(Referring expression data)
-- Opening Marker --

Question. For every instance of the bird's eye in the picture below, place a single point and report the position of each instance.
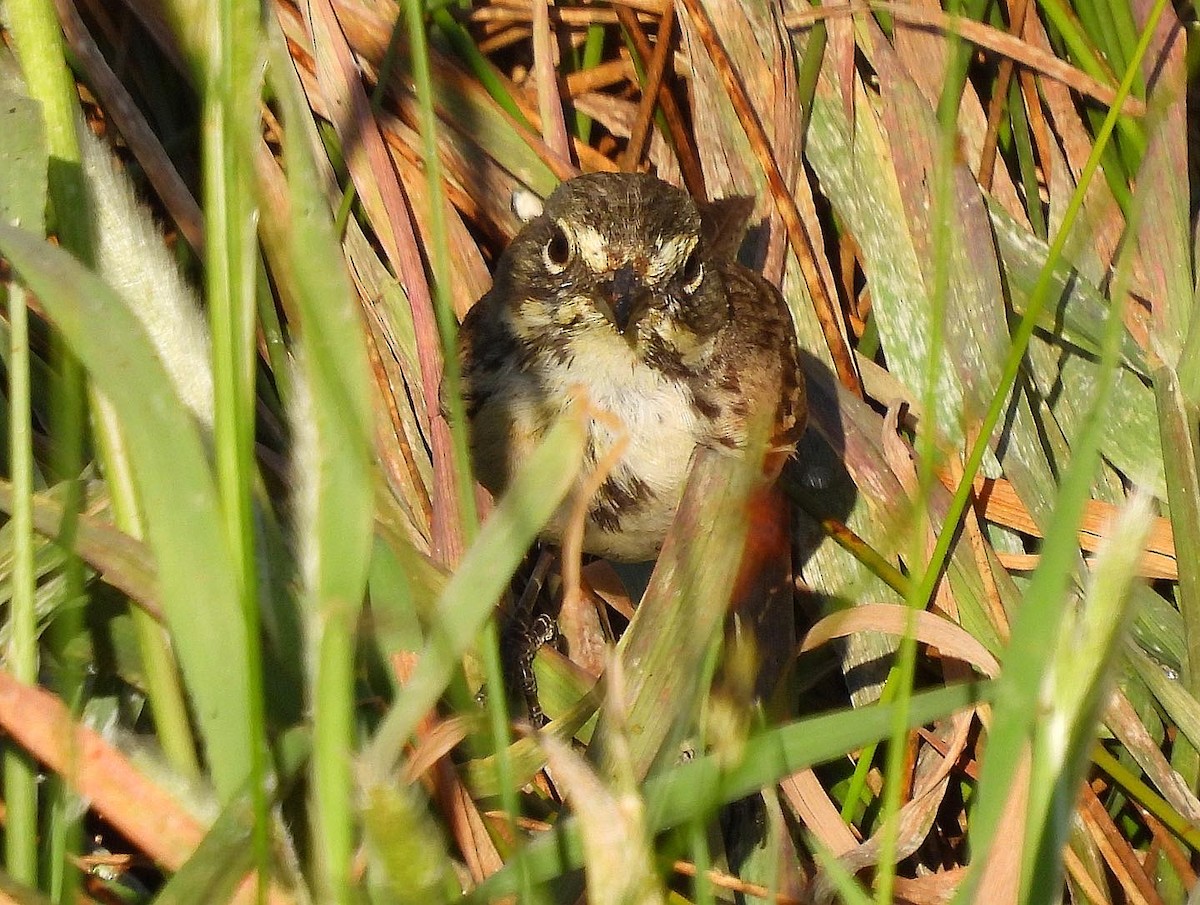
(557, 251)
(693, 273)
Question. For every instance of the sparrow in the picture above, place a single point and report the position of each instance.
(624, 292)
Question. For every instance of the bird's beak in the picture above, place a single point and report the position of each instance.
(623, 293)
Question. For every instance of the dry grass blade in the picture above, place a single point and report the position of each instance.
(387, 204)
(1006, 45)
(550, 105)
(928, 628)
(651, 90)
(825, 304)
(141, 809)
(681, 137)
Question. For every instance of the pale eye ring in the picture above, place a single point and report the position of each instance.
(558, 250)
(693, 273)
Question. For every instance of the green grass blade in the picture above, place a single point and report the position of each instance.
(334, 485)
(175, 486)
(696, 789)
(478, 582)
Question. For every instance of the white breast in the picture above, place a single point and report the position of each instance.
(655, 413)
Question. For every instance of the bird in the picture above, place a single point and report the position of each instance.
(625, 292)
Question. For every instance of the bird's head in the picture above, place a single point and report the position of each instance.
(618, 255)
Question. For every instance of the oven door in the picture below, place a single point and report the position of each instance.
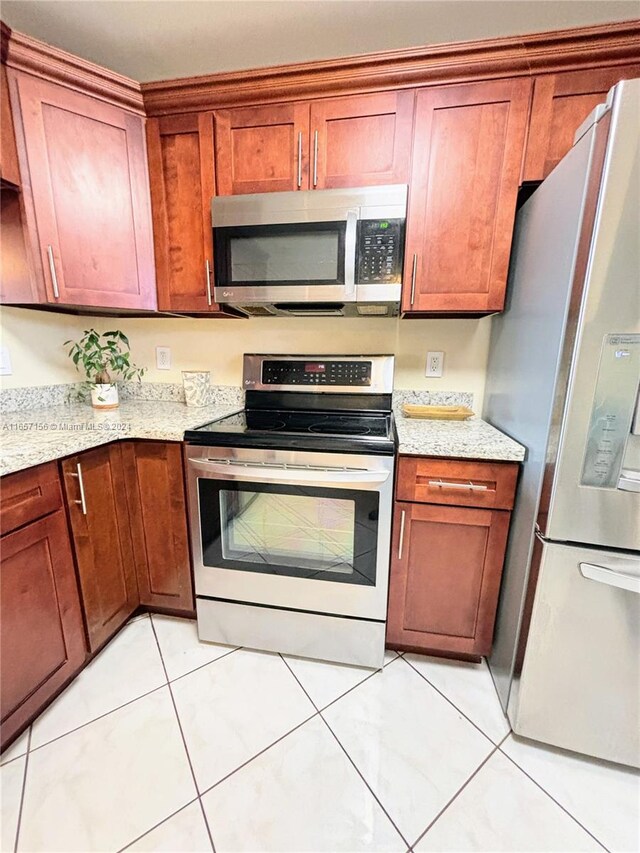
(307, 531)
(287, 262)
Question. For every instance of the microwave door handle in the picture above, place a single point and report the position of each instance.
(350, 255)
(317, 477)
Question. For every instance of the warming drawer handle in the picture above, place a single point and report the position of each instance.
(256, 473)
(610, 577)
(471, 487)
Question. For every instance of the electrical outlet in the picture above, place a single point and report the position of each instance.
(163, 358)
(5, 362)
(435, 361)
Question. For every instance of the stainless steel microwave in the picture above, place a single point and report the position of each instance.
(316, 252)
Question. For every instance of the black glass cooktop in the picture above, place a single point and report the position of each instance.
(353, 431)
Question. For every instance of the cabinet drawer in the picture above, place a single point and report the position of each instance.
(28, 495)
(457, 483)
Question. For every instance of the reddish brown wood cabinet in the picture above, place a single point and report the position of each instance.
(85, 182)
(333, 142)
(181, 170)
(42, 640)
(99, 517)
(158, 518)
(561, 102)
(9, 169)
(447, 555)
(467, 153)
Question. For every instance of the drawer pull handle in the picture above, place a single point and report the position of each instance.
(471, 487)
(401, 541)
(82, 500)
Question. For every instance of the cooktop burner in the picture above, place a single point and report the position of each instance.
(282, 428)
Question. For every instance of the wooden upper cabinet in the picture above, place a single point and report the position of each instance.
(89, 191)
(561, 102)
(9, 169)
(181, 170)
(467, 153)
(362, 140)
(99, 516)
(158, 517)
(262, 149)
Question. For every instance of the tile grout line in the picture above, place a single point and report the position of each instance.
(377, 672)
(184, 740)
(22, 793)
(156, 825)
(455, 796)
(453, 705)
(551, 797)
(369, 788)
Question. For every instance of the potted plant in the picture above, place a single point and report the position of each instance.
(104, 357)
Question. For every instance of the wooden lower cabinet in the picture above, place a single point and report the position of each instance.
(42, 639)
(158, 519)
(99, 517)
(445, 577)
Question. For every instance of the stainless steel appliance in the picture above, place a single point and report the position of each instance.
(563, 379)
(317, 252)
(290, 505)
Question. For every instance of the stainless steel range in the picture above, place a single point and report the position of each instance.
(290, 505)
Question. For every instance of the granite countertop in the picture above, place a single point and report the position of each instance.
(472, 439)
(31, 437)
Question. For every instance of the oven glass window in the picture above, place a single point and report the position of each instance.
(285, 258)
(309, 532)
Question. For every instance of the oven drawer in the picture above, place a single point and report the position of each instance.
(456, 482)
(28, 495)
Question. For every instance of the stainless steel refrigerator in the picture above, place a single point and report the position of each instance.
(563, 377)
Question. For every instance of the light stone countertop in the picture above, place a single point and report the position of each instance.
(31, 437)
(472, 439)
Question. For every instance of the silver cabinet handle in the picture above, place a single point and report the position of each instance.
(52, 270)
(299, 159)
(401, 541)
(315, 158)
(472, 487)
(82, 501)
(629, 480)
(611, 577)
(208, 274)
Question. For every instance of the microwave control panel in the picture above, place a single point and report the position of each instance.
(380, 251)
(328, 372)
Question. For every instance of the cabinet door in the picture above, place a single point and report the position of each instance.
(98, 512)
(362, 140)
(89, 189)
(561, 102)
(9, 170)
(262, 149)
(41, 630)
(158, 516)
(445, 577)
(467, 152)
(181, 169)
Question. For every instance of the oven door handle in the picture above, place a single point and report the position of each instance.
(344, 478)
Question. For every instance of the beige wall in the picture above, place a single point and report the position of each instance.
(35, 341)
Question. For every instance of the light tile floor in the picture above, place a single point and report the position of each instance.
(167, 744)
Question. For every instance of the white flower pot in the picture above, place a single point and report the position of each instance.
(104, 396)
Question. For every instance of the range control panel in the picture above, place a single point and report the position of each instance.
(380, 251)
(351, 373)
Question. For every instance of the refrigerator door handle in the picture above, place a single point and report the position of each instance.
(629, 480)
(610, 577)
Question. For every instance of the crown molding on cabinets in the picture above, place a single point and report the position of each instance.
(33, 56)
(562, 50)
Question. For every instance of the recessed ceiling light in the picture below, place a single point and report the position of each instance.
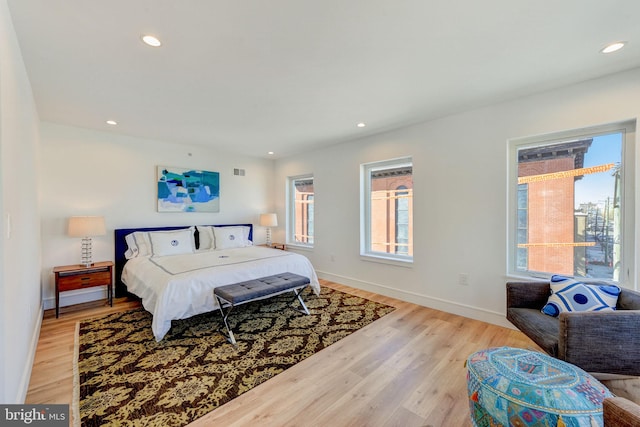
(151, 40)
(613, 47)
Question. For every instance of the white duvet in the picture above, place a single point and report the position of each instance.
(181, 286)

-- Closing Marker --

**Exercise prompt**
Could you output all the entries above exactly as written, leaving out the pictures?

**Expected answer**
Question. For every instance of the bird's eye in the picture below, place a single point and report the position of each instance.
(557, 251)
(693, 273)
Question. For every instance of the sparrow in the picture above, place a single point and report the position of each instance.
(624, 292)
Question. For every instance of the bird's beak in the picture above, place a single point and report the position of each instance.
(623, 293)
Question. For every instance of the dry grass blade in the picture above, place a single point and report the position of each instance.
(387, 204)
(1006, 45)
(550, 105)
(928, 628)
(651, 90)
(825, 304)
(141, 809)
(681, 137)
Question. For every instance of the pale eye ring in the picture above, place a single point and report the position of each instance.
(558, 250)
(693, 273)
Question. For every instance of the green grass blade in the picture above, place a single point and report the position of each instance.
(334, 485)
(175, 486)
(696, 789)
(478, 582)
Question. For every instance of the white breast in the picture above, place a single point and report the position of each instance.
(655, 413)
Question. For every instance of the bird in the picture above, place a single point and report the position of each instance.
(625, 292)
Question. For every instance of the bird's head in the picture above, place a single point and report the position of each instance.
(618, 255)
Question. For every instance of the oven door in the picture below, place a single point and report the position of each instance.
(307, 531)
(287, 262)
Question. For every instance of the microwave door handle in the picture above, place a single point and report the position of each instance.
(350, 255)
(317, 477)
Question. For every instance of the warming drawer handle in the picture above, place a single point and report the position of each instance.
(256, 473)
(610, 577)
(471, 487)
Question. For every instance of the electrical outlet in the picture above, place a single point and report the position of each instance.
(163, 358)
(5, 362)
(435, 361)
Question. For every instance of the stainless steel microwave in the picture above, place a single point and report the position of each instance.
(316, 252)
Question. For every instance of the black glass cooktop in the picture above, place a single point and report the position of each instance.
(353, 431)
Question. For every instance of the cabinet drawer in the picture above, place a single point and report the position of each instance.
(28, 495)
(457, 483)
Question. For every instance of the reddish brown wood cabinet in the picture above, place a single point and report the position of each instance.
(85, 182)
(333, 142)
(181, 170)
(42, 640)
(99, 517)
(158, 518)
(561, 102)
(9, 169)
(447, 555)
(467, 153)
Question. For every instance of the drawer pull handle in the picture above, place a single point and report the position of each instance.
(471, 487)
(401, 541)
(82, 500)
Question. For every instance of the cooktop burner in the picture above, place a single point and report the position of each instance.
(282, 428)
Question. For every instance of the wooden upper cabinet in the picture above, place a single point and report the position of each instance.
(89, 191)
(561, 102)
(9, 169)
(181, 170)
(467, 153)
(362, 140)
(99, 516)
(158, 517)
(262, 149)
Question. For every instance of the tile grout line in the picture above, place a single point and report the position of each instance.
(377, 672)
(184, 740)
(22, 793)
(156, 825)
(455, 796)
(453, 705)
(551, 797)
(369, 788)
Question. For every instance of the potted plant in the picture above, place a single point and report the position of each instance.
(104, 357)
Question. For every instance of the wooden lower cabinet in the picture above, place a single point and report the position of each instance.
(42, 639)
(158, 519)
(99, 517)
(445, 577)
Question. For every instance of the stainless steel appliance in the picture above, place a single point and report the position of each instance.
(563, 379)
(317, 252)
(290, 505)
Question. For every instance of the stainless steel range in the picture above, place a single point and report the position of each instance.
(290, 505)
Question. For every instance of the granite countertop in the picture above, place a single point and report the position of each instance.
(472, 439)
(31, 437)
Question. For every instance of the oven glass window in the picture above, place a single point and report the position of each instance.
(285, 258)
(309, 532)
Question. For every instance of the oven drawer in the picture above, place a single point and report the position of each instance.
(456, 482)
(28, 495)
Question. For every instance of the stainless steel refrigerator in the picture above, place a single point and report the position of each instance.
(563, 377)
Question. For every instance of the light stone countertop in the picture above, place a single point and report the position of each instance.
(31, 437)
(472, 439)
Question. For every instance of the silver cabinet handle in the picture above, place a single point and report the position of each instance.
(52, 270)
(299, 159)
(401, 541)
(315, 158)
(472, 487)
(82, 501)
(629, 480)
(611, 577)
(208, 274)
Question. For every instance of the microwave control panel in the picture above, place a single point and report the position of each instance.
(380, 251)
(328, 372)
Question. For every instance of the cabinet door in the picture above, place a single point and report the position of each instance.
(98, 512)
(362, 140)
(89, 189)
(561, 102)
(9, 170)
(262, 149)
(41, 630)
(158, 516)
(445, 577)
(467, 152)
(181, 169)
Question. For every instance of the oven door handle in the picture above, place a single point and report the position of each instance.
(344, 478)
Question. For every instance of the beige wall in the picture above, place a single point and report the position of each instance.
(35, 341)
Question. For every instance of the light tile floor in the picture above, place a single point and report the position of each instance.
(167, 744)
Question. For every instance of the white flower pot in the picture above, place a single point and report the position of each instance.
(104, 396)
Question. For every instance of the range control panel in the picture above, place a single point and report the position of each instance.
(380, 251)
(351, 373)
Question. For every instance of the refrigerator door handle in the picture above, place a single point and report the position of each instance.
(629, 480)
(610, 577)
Question. For every instance of the crown molding on cabinets in the picture above, place a single point and report the position of each instance.
(33, 56)
(562, 50)
Question. For every instance of the recessed ceiling light in the picture below, place a single point and report the position of each instance.
(151, 40)
(613, 47)
Question. For every instance of the white duvet in the picture above, place a single point and report the position of each instance.
(181, 286)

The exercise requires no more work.